> [Что нужно сделать]:
1. Ответьте по отрывку на вопросы:
(а) С каким романом сравнивается книга, если бы она попробовала ответить на поставленные вопросы?
(б) Кем становится Силка Кляйн в ГУЛАГе?
(в) После какой книги новая книга Хезер Моррис названа шагом вперед?
2. Перепишите часть отрывка между словами «И вот тут-то, пожелав» и «на это реагировать.» включительно, заменив «Силка Кляйн» на «героиня».

> [Выбранный отрывок]:
★ ★ ★ ★ ★
Книга Хезер Моррис о ней избегает, к сожалению, сложности. Писательнице были неинтересны проблемы нравственности и личных мук. Ее произведение удивительно бесстрастно. В нем нет тонких и точных мыслей. Могла ли Силка Кляйн отказаться от работы в блоке 25? Должна ли она чувствовать себя соучастницей преступления? Она хорошо жила в сравнении с другими, ее отлично кормили – виновата ли она перед теми, кто погиб в Освенциме? Ее конформизм в лагере смерти был расчетливым («плевать на всех, умри ты сегодня, а я завтра») или невольным («я ничего не могу исправить, жалко всех, но я попытаюсь выжить»)? Попробуй книга ответить на эти вопросы – и вышло бы не хуже, чем в прекрасном «Чтеце». Но в «Дороге…» Силка Кляйн – это персонаж исключительно положительный, а, значит, лишенный сложности. Главная задача книги – показать, как страдала молодая женщина, и оттого нужно показывать много-много-много жести, чтобы читатель ни на минуту не усомнился, что Силка Кляйн – это сильнейший человек и героиня.
И вот тут-то, пожелав описать жестокость, Хезер Моррис споткнулась. Что насчет страданий главной героини в Освенциме? В сравнении с другими Силка Кляйн находилась в привилегированном положении. Это не может вызвать сочувствие. И поэтому автор с отвратительной настойчивостью начинает рассказывать, как главную героиню насиловал кто-то из старших эсэсовских офицеров. Описывается это с какой-то неуместной извращенной сексуальностью, что просто не знаешь, как на это реагировать.
Зацикленность на больной сексуальности показывает себя и при описании жизни в ГУЛАГе. Так-то Силка Кляйн и в ГУЛАГе особенно не страдает – она снова пристраивается на «тепленькое» место, становится сестрой в больнице, хорошо кушает и пользуется уважением. Когда другие осужденные работают на шахте и теряют здоровье, она хорошо себя чувствует в уюте. Но в ГУЛАГе же тоже нужно страдать. И поэтому автор настойчиво выписывает жуткие сцены сексуального насилия: так, местные заключенные, из русских, устраивают массовые изнасилования в женском бараке; всех женщин в бараке просто валят на койки и… И так постоянно, чуть ли не каждый вечер. Спрашивается, куда смотрит охрана – тут же здоровых женщин бьют и насилуют, а это, между прочим, рабочая скотина! Они, эти женщины, потом работать не смогут, план по добыче в шахтах провалят! Но руководству Воркутинского лагеря плевать на абсолютнейший бардак у них. Сами, дескать, разберутся, эти заключенные.
Эта нарочитость в описании насилия («посмотрите, как она мучилась!»), лишь бы отвлечь тебя от мыслей о личном выборе главной героини, действительно заставляет думать об «эксплуатации» жанра. Это самый примитивный способ вызвать сострадание к жертве. Проблема в том, что такое нагромождение насилия без попыток его осмыслить и прочувствовать не является нормальным. И уж тем более не является нормальной привязка секса к лагерным событиям – ибо нельзя отнести мучения в лагере исключительно к сексуальному насилию. Как Nazi-exploitation, «Дорога…» слишком много внимания уделяет вопросам пола, нереализованной сексуальности, зависимым отношениям «сильный – слабый, начальник – узник». Даже финал книги тесно связан с сексуальностью – так, Силка уезжает из лагеря с мужчиной, с которым у нее любовь и влечение, и в этом не было бы ничего плохого, если бы всю книгу главную героиню не заботила проблема ее поруганной женственности.
После «Татуировщика…» новая книга Хезер Моррис – это, конечно, шаг вперед. Но хотелось бы получить от нее нечто большее, чем нагромождение жестких половых моментов в обертке лагерной прозы.
★ ★ ★ ★ ★
> [Исходные данные]:
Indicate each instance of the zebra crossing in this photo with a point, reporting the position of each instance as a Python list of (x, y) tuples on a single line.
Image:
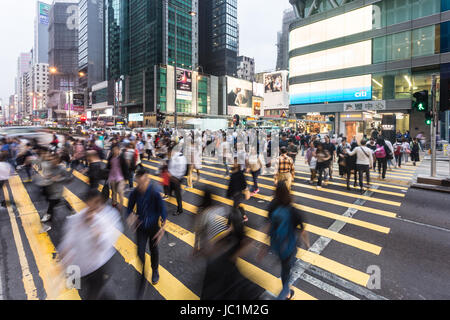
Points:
[(347, 230)]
★ ★ ★ ★ ★
> [Письменные ответы]:
1.
(а) С «Чтецом».
(б) Сестрой в больнице.
(в) После «Татуировщика…».

2.
И вот тут-то, пожелав описать жестокость, Хезер Моррис споткнулась. Что насчет страданий главной героини в Освенциме? В сравнении с другими героиня находилась в привилегированном положении. Это не может вызвать сочувствие. И поэтому автор с отвратительной настойчивостью начинает рассказывать, как главную героиню насиловал кто-то из старших эсэсовских офицеров. Описывается это с какой-то неуместной извращенной сексуальностью, что просто не знаешь, как на это реагировать.